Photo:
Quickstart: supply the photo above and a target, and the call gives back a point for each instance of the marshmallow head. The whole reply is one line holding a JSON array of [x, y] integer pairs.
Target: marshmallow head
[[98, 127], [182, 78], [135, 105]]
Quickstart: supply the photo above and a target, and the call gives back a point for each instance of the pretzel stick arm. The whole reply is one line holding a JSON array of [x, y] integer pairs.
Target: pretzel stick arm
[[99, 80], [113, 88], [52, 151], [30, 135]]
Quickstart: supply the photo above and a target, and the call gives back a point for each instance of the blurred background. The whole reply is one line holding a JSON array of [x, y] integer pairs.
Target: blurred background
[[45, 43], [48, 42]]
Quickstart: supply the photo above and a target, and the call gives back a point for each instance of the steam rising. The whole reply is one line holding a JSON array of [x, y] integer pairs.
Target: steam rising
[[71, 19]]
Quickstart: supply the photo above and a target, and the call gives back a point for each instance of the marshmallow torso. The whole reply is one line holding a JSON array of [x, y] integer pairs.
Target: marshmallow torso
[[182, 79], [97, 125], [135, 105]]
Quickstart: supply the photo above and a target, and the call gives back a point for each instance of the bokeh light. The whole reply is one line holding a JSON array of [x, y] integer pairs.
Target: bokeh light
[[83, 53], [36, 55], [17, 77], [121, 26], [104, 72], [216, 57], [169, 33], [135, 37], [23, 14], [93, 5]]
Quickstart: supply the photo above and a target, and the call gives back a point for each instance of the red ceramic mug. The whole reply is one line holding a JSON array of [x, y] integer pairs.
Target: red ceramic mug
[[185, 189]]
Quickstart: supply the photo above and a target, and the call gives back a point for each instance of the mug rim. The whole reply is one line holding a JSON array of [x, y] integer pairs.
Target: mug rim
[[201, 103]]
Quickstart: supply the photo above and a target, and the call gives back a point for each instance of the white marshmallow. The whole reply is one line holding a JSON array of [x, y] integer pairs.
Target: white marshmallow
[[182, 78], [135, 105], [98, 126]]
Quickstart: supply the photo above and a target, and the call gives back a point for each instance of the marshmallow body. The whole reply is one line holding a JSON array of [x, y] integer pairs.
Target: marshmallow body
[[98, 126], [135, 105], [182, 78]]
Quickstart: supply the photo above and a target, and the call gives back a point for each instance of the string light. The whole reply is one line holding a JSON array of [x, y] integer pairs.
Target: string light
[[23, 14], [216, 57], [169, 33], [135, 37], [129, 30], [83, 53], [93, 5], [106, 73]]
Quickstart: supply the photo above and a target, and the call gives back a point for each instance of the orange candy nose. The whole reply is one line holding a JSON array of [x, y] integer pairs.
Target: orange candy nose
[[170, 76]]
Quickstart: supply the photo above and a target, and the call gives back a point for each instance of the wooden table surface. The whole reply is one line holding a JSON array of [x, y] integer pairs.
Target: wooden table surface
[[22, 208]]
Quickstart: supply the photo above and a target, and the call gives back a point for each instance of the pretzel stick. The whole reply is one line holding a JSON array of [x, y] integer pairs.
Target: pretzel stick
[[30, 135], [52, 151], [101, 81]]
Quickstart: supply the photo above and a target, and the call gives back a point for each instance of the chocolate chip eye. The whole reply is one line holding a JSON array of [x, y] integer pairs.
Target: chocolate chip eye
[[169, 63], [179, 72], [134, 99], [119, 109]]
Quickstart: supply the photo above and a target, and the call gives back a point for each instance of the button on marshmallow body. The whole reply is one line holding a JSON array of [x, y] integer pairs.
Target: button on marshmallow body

» **Written instruction**
Give every line of the data above as a numbered list, starting with the line that contains "of the button" and ending with the last line of the data, and omit any blank lines.

» **Solved problem**
1. Quickstart: supply the photo above and a target, and the call gives back a point for each instance of the button on marshmallow body. The whole reply is one line holding a JSON array of [x, y] integer pairs.
2. Target: button on marshmallow body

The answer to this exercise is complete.